Recast each line of the listing below as a Markdown table with two columns, Row and Line. Number the rows and leave out blank lines.

──────── Available data

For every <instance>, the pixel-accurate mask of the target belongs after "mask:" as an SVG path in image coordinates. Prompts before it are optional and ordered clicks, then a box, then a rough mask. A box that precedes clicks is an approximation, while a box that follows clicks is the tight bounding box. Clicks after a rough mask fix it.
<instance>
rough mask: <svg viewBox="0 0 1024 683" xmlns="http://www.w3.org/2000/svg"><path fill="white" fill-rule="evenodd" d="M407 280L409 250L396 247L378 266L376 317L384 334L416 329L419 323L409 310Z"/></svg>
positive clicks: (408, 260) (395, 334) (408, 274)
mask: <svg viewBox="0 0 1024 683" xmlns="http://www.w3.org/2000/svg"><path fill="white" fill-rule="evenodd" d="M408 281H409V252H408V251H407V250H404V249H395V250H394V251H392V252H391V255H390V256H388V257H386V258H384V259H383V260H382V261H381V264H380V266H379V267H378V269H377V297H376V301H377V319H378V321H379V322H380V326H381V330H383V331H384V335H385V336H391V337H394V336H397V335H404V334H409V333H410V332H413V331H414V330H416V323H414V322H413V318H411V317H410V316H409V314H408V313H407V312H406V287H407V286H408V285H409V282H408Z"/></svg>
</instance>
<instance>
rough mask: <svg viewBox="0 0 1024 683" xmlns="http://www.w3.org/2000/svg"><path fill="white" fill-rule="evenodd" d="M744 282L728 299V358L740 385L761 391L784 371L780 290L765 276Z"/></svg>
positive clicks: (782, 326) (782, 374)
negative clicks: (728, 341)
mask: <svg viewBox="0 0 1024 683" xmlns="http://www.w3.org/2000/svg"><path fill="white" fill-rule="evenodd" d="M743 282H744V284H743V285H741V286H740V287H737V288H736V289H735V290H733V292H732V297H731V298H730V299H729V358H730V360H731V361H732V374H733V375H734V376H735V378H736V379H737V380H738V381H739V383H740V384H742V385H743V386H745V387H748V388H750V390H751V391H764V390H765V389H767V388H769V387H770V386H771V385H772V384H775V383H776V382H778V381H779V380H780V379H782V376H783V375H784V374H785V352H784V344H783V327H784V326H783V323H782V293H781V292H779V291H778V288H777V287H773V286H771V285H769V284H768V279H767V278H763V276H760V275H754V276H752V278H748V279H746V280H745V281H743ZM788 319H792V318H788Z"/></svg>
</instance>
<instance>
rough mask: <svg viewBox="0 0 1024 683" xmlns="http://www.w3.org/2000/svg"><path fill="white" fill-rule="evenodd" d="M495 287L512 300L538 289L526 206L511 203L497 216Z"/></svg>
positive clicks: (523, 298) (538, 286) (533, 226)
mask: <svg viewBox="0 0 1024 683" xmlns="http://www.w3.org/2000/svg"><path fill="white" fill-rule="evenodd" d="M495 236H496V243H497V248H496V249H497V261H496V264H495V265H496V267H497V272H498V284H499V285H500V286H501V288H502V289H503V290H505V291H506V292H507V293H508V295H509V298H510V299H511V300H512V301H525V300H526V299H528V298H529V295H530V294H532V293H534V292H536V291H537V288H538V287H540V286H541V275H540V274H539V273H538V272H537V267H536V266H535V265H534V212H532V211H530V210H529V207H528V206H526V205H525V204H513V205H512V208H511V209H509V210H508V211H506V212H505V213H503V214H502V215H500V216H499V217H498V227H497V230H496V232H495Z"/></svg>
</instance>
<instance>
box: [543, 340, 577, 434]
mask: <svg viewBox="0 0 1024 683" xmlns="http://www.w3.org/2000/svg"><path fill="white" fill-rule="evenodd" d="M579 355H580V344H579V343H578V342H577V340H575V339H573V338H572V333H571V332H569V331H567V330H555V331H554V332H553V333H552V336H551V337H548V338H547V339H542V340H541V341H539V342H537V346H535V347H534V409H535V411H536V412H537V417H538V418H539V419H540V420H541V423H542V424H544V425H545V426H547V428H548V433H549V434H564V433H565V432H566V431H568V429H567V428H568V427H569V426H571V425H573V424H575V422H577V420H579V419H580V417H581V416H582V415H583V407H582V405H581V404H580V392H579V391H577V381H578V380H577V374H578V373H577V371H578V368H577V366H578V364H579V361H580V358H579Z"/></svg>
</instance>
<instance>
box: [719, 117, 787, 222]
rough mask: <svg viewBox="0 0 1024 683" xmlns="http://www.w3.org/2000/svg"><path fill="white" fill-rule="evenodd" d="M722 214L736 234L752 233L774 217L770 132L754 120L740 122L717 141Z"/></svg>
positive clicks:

────────────────

## Finished exercise
| Row | Line |
|---|---|
| 1 | For every <instance>, the pixel-accurate mask of the target belongs after "mask:" as an SVG path in image coordinates. Prompts before it are optional and ordered clicks, then a box, then a rough mask. A box that precedes clicks is an approximation, while a box that follows clicks is the tight bounding box. Clicks after a rough mask fix it. |
| 2 | <instance> |
| 3 | rough mask: <svg viewBox="0 0 1024 683" xmlns="http://www.w3.org/2000/svg"><path fill="white" fill-rule="evenodd" d="M407 280L409 250L396 247L378 266L376 317L384 334L416 329L419 323L409 310Z"/></svg> |
| 4 | positive clicks: (408, 260) (395, 334) (408, 274) |
| 5 | mask: <svg viewBox="0 0 1024 683" xmlns="http://www.w3.org/2000/svg"><path fill="white" fill-rule="evenodd" d="M408 281H409V252H408V251H407V250H404V249H395V250H394V251H392V252H391V255H390V256H388V257H386V258H384V259H383V260H382V261H381V264H380V266H379V267H378V269H377V297H376V301H377V319H378V321H379V322H380V326H381V330H383V331H384V335H385V336H391V337H394V336H397V335H404V334H409V333H410V332H413V331H414V330H416V323H414V322H413V318H411V317H410V316H409V314H408V313H407V312H406V287H407V286H408V285H409V282H408Z"/></svg> |
| 6 | </instance> |
| 7 | <instance> |
| 8 | rough mask: <svg viewBox="0 0 1024 683" xmlns="http://www.w3.org/2000/svg"><path fill="white" fill-rule="evenodd" d="M744 282L728 299V358L740 385L761 391L784 371L780 290L765 276Z"/></svg> |
| 9 | positive clicks: (782, 326) (782, 374) |
| 10 | negative clicks: (728, 341) |
| 11 | mask: <svg viewBox="0 0 1024 683" xmlns="http://www.w3.org/2000/svg"><path fill="white" fill-rule="evenodd" d="M743 282H744V284H743V285H741V286H740V287H737V288H736V289H735V290H733V292H732V297H731V298H730V299H729V358H730V360H731V361H732V374H733V375H734V376H735V378H736V379H737V380H738V381H739V383H740V384H742V385H743V386H745V387H748V388H750V390H751V391H764V390H765V389H767V388H769V387H770V386H771V385H772V384H775V383H776V382H778V381H779V380H780V379H782V376H783V375H784V374H785V352H784V344H783V327H784V326H783V323H782V293H781V292H779V291H778V288H777V287H773V286H771V285H769V284H768V279H767V278H763V276H760V275H754V276H752V278H748V279H746V280H745V281H743ZM788 319H792V318H788Z"/></svg> |
| 12 | </instance> |
| 13 | <instance> |
| 14 | rough mask: <svg viewBox="0 0 1024 683" xmlns="http://www.w3.org/2000/svg"><path fill="white" fill-rule="evenodd" d="M495 287L512 300L538 289L526 206L511 203L497 216Z"/></svg> |
| 15 | positive clicks: (523, 298) (538, 286) (533, 226) |
| 16 | mask: <svg viewBox="0 0 1024 683" xmlns="http://www.w3.org/2000/svg"><path fill="white" fill-rule="evenodd" d="M495 236H496V243H497V248H496V249H497V261H496V264H495V265H496V267H497V272H498V284H499V285H500V286H501V288H502V289H503V290H505V291H506V292H507V293H508V295H509V298H510V299H511V300H512V301H525V300H526V299H528V298H529V295H530V294H532V293H534V292H536V291H537V288H538V287H540V286H541V275H540V274H539V273H538V272H537V267H536V266H535V265H534V212H532V211H530V210H529V207H528V206H526V205H525V204H513V205H512V208H511V209H509V210H508V211H506V212H505V213H503V214H502V215H500V216H499V217H498V227H497V230H496V232H495Z"/></svg> |
| 17 | </instance> |
| 18 | <instance> |
| 19 | box: [543, 340, 577, 434] |
| 20 | mask: <svg viewBox="0 0 1024 683" xmlns="http://www.w3.org/2000/svg"><path fill="white" fill-rule="evenodd" d="M579 355H580V344H579V343H578V342H577V340H575V339H573V338H572V333H571V332H569V331H567V330H555V331H554V332H553V333H552V336H551V337H548V338H547V339H542V340H541V341H539V342H537V346H535V347H534V409H535V411H536V412H537V417H538V418H539V419H540V420H541V423H542V424H544V425H545V426H547V428H548V433H549V434H564V433H565V432H566V431H568V429H567V428H568V427H569V426H571V425H573V424H575V422H577V420H579V419H580V417H581V416H582V415H583V407H582V405H581V404H580V392H579V391H577V381H578V380H577V374H578V373H577V371H578V368H577V366H578V364H579V361H580V358H579Z"/></svg> |
| 21 | </instance> |
| 22 | <instance> |
| 23 | box: [719, 117, 787, 222] |
| 24 | rough mask: <svg viewBox="0 0 1024 683" xmlns="http://www.w3.org/2000/svg"><path fill="white" fill-rule="evenodd" d="M722 214L736 234L752 233L774 217L770 132L754 120L740 122L717 141Z"/></svg> |
| 25 | positive clicks: |